_Document text:_
______

Unlike every other thought, piece of writing, painting, creative project, or aspect of my life, when I show up to the studio I have no choice but to complete a task. I have to be grounded; settle into the space and into myself, and accept whatever ways I am showing up that day. I have to host; create an environment that feels calm and welcoming, trusting myself in order to invite my client to put their trust in me. I have to be a guide; curating the session to invite my client to move with me from discussion, to drawing, to preparation, easing into the tattoo. Monitoring their wellbeing, encouraging them to stay in touch with their body and advocate for their own needs. Transitioning out of the physical aspect of tattooing, to the aftercare, helping them settle back in to a neutral state, and bring the session to a natural close. Every step is integral to the next, and has to be done with intention. Every tattoo is a ritual, from start to finish.
I’ve been wanting to write about my tattooing process, the pride I take in my work, and the way I approach tattoos in general, but of course, none of the words I type make sense together at the moment. Putting together this post has been a battle from start to finish, and I’ve ultimately just had to force myself to smash together whatever pieces I have and let go of any notion of completing anything. I want to help my clients (and potential clients) understand the ways in which I work, but for now I have to just hope that it continues to speak to the right people. Because I can’t write the things I want to write, and posting anything feels really hard. I have to trust those who are drawn to my practice will continue to come.

______

_Material:_
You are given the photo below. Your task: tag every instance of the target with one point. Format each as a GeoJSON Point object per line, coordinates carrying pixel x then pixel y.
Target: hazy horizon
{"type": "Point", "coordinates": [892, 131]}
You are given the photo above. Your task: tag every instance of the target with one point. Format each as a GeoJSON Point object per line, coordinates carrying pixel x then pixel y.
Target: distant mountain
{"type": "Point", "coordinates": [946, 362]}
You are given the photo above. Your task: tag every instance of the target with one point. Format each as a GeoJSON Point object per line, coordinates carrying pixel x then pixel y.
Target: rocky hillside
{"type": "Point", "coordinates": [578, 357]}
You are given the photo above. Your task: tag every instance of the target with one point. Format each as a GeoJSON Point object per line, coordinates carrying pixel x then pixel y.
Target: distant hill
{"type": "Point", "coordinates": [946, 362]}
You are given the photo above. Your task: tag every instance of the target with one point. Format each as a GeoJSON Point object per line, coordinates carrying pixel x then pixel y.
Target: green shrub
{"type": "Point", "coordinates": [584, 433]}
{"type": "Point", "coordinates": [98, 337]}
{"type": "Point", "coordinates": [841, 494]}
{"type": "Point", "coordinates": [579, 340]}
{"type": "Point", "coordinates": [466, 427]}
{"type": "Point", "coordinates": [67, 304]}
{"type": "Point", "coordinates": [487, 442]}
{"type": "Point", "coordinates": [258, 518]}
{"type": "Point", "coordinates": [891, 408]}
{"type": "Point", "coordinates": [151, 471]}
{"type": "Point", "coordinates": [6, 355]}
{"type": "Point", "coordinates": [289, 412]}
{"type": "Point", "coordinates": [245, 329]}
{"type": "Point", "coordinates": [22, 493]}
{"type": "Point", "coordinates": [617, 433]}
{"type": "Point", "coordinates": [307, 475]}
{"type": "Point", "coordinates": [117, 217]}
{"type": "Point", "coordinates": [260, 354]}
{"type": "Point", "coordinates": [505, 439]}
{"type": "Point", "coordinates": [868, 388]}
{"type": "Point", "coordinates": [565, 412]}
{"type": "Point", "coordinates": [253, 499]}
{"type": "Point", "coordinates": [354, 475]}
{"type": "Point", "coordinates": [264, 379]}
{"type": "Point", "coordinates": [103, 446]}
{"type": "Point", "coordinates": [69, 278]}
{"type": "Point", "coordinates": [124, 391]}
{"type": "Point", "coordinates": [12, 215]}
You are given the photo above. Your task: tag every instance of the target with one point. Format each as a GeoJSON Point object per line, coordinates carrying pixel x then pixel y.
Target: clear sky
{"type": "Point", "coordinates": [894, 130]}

______

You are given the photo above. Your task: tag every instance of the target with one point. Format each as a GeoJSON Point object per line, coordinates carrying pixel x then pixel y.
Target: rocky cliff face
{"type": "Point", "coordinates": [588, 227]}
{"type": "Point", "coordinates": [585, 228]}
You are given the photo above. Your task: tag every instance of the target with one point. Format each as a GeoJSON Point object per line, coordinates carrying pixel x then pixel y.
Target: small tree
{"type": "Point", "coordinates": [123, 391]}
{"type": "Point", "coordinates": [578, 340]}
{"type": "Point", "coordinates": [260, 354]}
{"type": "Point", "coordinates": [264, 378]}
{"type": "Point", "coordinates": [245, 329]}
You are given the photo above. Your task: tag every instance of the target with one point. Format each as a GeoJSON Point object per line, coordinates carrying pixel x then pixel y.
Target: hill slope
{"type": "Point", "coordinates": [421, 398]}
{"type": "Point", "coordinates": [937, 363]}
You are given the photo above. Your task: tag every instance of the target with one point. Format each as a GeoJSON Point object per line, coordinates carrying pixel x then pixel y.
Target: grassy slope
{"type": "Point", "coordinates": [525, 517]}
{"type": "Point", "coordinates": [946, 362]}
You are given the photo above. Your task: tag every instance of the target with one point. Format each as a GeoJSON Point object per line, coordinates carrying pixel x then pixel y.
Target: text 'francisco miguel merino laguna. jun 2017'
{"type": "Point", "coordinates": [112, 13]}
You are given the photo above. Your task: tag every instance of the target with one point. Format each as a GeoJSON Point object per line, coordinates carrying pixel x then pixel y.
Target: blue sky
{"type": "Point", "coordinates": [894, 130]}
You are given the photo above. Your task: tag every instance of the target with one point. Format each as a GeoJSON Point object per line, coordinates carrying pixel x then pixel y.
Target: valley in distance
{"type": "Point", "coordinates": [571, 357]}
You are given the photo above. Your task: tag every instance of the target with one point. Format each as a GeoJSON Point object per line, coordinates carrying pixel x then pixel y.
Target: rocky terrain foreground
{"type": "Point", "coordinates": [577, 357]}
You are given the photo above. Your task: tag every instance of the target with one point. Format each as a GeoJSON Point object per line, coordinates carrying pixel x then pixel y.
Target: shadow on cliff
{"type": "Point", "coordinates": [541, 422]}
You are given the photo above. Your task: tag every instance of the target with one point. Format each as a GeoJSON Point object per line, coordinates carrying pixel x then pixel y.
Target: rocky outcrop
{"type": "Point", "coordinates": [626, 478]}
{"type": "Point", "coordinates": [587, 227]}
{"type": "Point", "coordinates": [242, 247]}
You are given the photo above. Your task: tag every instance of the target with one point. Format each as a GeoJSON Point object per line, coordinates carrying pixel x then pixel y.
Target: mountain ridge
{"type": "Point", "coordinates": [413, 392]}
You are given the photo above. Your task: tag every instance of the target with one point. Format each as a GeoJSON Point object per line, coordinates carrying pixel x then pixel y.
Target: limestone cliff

______

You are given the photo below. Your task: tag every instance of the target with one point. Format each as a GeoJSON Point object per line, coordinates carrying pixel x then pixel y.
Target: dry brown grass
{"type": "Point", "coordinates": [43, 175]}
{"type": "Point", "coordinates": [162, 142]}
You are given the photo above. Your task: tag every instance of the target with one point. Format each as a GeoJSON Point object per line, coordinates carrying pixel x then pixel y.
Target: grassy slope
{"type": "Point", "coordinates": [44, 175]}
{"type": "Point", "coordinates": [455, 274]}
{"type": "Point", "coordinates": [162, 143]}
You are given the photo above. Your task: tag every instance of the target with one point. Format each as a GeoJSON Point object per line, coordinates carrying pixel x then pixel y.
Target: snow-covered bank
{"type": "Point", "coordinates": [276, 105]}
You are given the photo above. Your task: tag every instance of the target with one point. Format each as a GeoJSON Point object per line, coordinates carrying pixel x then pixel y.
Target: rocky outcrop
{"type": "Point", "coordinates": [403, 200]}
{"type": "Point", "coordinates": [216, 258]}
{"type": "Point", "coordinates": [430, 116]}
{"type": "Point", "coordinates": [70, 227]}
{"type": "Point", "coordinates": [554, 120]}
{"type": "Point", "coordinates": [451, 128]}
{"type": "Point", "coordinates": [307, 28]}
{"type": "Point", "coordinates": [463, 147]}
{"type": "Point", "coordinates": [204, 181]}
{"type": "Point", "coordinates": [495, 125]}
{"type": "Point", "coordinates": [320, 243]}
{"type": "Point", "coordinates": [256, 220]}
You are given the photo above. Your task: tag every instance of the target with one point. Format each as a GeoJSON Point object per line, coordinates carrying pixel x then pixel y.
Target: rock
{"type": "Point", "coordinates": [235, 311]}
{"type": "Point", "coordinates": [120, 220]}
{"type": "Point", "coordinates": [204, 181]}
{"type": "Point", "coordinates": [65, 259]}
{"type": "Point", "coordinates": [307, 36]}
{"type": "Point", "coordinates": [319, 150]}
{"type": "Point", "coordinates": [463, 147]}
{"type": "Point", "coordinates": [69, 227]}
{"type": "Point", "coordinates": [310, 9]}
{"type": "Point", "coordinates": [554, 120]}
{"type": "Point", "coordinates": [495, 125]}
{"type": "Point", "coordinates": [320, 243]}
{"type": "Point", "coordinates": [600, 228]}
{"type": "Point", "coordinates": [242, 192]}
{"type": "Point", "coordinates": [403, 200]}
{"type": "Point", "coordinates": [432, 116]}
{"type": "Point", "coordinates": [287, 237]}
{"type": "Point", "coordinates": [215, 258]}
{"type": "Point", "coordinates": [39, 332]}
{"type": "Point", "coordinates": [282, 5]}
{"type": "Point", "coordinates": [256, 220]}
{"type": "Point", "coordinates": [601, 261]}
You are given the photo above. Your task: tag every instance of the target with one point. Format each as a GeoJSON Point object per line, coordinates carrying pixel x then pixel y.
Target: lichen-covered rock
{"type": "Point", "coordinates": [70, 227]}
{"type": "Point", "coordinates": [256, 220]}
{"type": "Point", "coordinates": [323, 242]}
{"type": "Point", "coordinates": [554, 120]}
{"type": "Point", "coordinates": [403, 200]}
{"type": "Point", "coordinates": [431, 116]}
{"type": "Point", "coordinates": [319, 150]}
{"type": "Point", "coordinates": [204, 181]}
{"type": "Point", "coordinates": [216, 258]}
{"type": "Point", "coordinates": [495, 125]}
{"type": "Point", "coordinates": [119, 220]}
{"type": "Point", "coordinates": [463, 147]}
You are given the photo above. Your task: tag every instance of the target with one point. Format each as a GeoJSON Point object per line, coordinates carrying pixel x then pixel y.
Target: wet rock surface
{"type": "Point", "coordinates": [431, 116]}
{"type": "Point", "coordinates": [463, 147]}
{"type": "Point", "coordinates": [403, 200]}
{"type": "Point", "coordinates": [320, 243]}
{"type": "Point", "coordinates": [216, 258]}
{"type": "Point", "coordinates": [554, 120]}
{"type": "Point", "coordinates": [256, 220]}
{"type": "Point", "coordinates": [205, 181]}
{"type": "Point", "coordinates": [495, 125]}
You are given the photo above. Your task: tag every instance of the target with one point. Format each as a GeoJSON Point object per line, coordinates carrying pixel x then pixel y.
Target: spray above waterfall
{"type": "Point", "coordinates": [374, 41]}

______

Quote the tattoo studio text word for word, starting at "I’ve been wanting" and running down to "continue to come.".

_Problem solution:_
I’ve been wanting to write about my tattooing process, the pride I take in my work, and the way I approach tattoos in general, but of course, none of the words I type make sense together at the moment. Putting together this post has been a battle from start to finish, and I’ve ultimately just had to force myself to smash together whatever pieces I have and let go of any notion of completing anything. I want to help my clients (and potential clients) understand the ways in which I work, but for now I have to just hope that it continues to speak to the right people. Because I can’t write the things I want to write, and posting anything feels really hard. I have to trust those who are drawn to my practice will continue to come.